藤堂はケンにカズを殺すよう迫った。その時、カズの携帯の電話が鳴った。電話の相手は母親だった。カズは虐待をしていたことを責めた。藤堂はいつまでも動かないケンに焦れて、無理矢理やらせようとした。ケンは抵抗し、東堂の首を切ってしまう。ケンは田上も刺してカズと逃げた。しかし、途中で倒れてしまう。ケンは刺されており、そのまま息を引き取った。ケンの脳裏には早紀と赤ちゃんの姿があった。
カズは早紀に会って謝罪した。早紀はカズを叩き、涙を流した。カズが車に乗り込むと、いつものように助手席にケンがいるような気がした。だが、いないことを実感し、カズは顔を歪ませて悲しんだ。

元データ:
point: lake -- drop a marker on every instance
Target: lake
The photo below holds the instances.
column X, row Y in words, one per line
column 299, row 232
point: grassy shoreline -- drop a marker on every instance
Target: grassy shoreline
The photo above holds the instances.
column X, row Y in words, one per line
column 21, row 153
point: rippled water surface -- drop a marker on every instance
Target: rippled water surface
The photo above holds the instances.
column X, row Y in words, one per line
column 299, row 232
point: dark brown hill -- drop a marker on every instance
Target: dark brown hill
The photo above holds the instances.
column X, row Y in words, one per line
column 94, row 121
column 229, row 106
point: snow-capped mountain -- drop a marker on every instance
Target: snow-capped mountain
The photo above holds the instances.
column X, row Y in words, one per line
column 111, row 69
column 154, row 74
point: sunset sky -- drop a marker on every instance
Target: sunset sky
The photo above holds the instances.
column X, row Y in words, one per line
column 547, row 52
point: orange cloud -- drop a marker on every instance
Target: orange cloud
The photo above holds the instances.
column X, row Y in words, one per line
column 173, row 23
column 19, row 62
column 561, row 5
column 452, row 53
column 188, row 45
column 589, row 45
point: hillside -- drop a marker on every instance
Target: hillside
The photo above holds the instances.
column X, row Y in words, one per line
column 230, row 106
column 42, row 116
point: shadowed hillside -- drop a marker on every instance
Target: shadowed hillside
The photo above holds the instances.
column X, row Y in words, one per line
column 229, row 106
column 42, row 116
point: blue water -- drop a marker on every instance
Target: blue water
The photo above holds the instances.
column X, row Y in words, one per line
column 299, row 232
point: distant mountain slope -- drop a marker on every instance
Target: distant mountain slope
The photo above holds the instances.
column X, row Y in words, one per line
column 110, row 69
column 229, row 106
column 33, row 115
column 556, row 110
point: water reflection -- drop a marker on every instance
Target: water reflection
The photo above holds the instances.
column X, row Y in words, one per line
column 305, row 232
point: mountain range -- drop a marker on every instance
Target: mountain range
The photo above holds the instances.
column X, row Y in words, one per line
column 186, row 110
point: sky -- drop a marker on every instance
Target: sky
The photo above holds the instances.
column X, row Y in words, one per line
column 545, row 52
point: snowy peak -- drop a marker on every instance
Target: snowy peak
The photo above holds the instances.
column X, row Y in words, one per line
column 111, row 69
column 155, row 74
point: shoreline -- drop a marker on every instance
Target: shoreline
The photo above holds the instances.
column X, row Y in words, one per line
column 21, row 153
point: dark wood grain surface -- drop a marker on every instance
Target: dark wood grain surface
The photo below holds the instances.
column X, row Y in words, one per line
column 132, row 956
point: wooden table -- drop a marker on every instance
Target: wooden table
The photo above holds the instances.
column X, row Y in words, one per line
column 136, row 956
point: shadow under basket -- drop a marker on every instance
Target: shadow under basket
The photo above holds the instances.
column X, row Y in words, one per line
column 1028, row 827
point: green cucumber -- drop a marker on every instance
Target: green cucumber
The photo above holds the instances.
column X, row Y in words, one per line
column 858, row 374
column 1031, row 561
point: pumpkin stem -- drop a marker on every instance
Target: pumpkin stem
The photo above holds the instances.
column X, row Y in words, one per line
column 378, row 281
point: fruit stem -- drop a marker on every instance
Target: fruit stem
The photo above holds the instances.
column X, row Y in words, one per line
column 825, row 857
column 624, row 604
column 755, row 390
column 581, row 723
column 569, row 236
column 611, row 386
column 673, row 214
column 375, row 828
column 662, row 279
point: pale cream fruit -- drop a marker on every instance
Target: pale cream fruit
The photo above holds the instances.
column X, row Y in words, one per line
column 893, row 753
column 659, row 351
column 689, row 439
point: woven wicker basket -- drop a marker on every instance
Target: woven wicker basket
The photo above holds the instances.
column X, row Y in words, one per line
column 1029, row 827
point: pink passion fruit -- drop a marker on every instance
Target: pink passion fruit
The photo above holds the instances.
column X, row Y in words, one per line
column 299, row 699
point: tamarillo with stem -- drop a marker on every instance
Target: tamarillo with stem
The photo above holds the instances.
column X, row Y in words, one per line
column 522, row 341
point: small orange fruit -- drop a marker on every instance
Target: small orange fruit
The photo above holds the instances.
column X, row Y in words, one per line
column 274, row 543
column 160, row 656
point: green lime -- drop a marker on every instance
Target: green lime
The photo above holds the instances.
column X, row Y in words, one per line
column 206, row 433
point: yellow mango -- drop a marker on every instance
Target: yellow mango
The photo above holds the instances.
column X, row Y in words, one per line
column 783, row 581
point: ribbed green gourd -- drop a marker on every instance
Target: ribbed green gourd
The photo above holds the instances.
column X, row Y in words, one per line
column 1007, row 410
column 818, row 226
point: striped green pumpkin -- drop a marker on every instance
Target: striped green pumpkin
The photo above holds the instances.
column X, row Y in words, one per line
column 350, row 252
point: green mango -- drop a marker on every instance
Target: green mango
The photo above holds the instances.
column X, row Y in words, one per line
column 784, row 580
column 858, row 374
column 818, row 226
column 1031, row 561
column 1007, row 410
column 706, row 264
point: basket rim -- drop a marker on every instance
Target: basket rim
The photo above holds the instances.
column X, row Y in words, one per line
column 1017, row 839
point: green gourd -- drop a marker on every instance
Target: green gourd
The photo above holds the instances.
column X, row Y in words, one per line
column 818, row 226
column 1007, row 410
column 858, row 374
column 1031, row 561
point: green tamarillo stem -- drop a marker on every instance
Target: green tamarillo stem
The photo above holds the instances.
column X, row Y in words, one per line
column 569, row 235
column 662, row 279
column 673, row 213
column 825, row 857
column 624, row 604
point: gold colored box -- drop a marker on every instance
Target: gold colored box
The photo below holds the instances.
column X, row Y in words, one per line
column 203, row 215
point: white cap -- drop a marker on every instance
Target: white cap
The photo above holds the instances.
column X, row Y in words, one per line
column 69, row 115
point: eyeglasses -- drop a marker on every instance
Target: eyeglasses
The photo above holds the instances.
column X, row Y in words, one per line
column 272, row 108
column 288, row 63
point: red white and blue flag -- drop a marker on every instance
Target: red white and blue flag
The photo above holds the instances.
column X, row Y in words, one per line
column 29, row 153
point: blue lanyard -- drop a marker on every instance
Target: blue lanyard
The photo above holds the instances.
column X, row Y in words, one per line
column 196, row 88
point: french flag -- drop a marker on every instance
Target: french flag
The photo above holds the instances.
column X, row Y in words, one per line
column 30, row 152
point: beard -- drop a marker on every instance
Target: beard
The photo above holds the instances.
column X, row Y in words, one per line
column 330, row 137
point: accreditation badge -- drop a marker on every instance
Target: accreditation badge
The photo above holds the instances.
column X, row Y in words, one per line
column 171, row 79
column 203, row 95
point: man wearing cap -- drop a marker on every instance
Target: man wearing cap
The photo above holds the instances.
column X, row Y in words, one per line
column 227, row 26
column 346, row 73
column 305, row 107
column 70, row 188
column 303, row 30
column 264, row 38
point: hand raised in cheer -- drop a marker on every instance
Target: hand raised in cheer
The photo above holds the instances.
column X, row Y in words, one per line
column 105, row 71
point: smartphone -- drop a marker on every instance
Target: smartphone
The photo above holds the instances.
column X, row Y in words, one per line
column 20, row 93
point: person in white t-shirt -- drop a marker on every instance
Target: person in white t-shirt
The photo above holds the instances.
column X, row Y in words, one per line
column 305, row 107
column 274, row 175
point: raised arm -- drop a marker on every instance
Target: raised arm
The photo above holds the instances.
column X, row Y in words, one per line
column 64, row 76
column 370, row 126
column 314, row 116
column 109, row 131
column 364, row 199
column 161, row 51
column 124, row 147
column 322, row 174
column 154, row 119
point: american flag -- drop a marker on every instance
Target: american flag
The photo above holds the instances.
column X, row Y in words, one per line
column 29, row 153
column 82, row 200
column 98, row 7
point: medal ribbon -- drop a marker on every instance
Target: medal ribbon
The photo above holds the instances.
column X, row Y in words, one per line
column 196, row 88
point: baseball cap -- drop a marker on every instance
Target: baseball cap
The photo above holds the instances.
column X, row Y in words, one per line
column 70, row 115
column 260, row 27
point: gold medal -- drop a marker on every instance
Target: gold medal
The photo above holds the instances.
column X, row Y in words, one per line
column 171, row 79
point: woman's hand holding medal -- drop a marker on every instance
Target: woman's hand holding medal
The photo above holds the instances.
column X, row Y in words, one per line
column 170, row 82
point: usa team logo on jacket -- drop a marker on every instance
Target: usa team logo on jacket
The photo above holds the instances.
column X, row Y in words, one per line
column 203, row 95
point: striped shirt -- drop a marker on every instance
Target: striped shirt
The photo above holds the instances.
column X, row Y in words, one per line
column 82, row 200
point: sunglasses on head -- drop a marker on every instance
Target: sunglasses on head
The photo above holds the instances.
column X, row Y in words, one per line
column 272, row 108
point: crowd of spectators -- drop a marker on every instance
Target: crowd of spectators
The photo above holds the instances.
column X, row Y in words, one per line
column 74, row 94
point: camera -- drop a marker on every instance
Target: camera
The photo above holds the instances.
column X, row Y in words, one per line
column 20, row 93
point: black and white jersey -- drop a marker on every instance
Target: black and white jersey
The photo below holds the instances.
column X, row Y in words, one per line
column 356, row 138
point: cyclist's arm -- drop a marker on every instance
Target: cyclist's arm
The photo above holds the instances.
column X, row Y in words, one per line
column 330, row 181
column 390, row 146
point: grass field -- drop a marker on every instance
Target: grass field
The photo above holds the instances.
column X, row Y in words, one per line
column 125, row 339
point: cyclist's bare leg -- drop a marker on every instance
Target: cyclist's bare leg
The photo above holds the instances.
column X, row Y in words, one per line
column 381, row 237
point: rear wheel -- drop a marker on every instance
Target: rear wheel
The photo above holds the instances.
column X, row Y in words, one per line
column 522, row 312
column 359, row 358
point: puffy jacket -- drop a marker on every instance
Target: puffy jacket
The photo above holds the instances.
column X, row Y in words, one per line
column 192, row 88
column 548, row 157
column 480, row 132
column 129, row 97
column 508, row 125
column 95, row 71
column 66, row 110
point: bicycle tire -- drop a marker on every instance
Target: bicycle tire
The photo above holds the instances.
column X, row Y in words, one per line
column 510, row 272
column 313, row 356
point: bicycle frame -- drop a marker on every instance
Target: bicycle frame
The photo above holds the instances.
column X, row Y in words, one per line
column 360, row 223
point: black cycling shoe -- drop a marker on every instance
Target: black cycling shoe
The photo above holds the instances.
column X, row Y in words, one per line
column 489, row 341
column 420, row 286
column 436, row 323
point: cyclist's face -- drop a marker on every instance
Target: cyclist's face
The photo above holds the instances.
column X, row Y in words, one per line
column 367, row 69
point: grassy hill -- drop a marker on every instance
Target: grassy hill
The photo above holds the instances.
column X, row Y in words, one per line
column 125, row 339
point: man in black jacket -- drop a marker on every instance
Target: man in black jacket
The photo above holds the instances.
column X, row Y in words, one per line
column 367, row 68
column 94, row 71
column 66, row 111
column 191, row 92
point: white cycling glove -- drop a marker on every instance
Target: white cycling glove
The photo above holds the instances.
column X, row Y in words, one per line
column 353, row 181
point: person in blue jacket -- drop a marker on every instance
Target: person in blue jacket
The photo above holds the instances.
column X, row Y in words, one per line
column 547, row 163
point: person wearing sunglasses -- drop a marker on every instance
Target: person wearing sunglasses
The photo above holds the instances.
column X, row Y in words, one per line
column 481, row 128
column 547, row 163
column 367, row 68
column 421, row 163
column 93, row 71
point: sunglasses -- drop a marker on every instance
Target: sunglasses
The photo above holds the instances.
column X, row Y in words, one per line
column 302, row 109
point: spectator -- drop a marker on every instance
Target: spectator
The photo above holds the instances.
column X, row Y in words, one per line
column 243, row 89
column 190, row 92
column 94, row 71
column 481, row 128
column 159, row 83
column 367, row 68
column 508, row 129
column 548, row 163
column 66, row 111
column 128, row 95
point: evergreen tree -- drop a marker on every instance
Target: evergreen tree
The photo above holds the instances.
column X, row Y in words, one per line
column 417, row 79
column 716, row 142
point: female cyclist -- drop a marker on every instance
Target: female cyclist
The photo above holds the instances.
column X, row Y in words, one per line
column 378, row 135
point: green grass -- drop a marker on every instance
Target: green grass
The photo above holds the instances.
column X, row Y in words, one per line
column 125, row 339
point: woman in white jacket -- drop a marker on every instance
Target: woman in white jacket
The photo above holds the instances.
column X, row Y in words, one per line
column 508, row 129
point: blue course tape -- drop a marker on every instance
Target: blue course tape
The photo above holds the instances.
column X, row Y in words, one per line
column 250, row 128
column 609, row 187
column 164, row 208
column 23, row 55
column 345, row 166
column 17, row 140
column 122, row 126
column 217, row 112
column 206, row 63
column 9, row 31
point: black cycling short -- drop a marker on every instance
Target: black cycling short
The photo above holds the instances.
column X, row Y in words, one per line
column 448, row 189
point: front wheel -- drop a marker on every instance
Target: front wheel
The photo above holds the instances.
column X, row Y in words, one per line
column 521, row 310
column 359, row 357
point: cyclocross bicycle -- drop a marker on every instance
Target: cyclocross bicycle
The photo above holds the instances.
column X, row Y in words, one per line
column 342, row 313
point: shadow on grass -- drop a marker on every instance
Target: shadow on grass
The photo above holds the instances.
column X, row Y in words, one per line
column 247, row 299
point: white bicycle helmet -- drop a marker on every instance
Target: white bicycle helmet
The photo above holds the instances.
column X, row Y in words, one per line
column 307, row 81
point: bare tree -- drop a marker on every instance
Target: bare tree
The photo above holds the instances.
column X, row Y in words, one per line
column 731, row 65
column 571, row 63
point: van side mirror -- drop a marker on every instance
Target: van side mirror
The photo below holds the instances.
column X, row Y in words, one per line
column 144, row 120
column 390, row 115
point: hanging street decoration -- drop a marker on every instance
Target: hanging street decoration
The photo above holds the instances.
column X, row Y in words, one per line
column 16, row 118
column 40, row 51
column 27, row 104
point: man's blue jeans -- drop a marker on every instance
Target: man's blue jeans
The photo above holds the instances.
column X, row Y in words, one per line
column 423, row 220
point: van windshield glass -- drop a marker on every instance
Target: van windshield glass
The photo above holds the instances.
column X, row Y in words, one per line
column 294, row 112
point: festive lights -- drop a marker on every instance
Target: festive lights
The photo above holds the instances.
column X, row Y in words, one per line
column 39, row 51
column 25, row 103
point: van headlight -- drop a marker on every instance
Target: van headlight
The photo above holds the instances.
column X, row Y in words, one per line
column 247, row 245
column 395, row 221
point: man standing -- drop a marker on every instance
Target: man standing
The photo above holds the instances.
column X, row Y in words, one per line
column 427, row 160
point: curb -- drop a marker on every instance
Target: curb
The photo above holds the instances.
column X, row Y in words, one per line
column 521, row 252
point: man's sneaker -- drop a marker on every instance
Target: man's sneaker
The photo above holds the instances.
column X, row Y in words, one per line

■ **練習問題**
[1] 本文抜粋のうち「カズは早紀に会って謝罪した」で始まる段落に名前が出てくる人物をすべて挙げてください。
[2] 行のうち「point: distant mountain」を含む行から「column 305, row 232」を含む行までを、「drop a marker」を「place a pin」に変えて書き直してください。ほかの部分はそのままにし、この範囲の行だけを示してください。

■ **問題の解答**
[1] カズ、早紀、ケン

[2]
point: distant mountain slope -- place a pin on every instance
Target: distant mountain slope
The photo above holds the instances.
column X, row Y in words, one per line
column 110, row 69
column 229, row 106
column 33, row 115
column 556, row 110
point: water reflection -- place a pin on every instance
Target: water reflection
The photo above holds the instances.
column X, row Y in words, one per line
column 305, row 232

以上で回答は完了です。